┌─ Extracted text
Interesting that these two issues sat side by side on the front page of my local newspaper this morning. Interesting, and not all that coincidental. We are at odds with ourselves these days over who should be allowed into our country and for what reasons. So it is not surprising that the desire to know where all of our own people are at any given moment would come back to haunt us in such a basic way. Some might call this passport nightmare a bit of political karma, or even poetic justice in the "what goes around, comes around" school of thought. We want to control who has access to the wealth and opportunities our country has to offer, but we are now potentially either held captive or not allowed back in if we leave because our government can't keep up with its own paperwork. One could also make a good case here for bitter irony.
The gospels contain a number of stories surrounding Jesus' interactions with his followers that speak of this same human need to present their own interests while shoving others aside in the process. One such case was while Jesus was traveling with his disciples. "As he drew near to Jericho, a blind man was sitting by the roadside begging; and hearing a multitude going by, he inquired what this meant. They told him, 'Jesus of Nazareth is passing by.' And he cried, 'Jesus, Son of David, have mercy on me!' And those who were in front rebuked him, telling him to be silent; but he cried out all the more, "Son of David, have mercy on me!' And Jesus stopped and commanded him to be brought to him and when he came near, he asked him, 'What do you want me to do for you?' He said, 'Lord, let me receive my sight.' And Jesus said to him, 'Receive your sigh; your faith has made you well.' And immediately he received his sight and followed him, glorifying God; and all the people, when they saw it, gave praise to God (Luke 18:35-43)."
└─
┌─ Items
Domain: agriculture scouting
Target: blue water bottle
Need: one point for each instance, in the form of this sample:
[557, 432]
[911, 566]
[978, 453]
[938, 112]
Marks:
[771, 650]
└─
» Written instruction: In the essay on passports and the gospel story, which town was Jesus approaching when the blind man called out to him?

» Result for this task: Jericho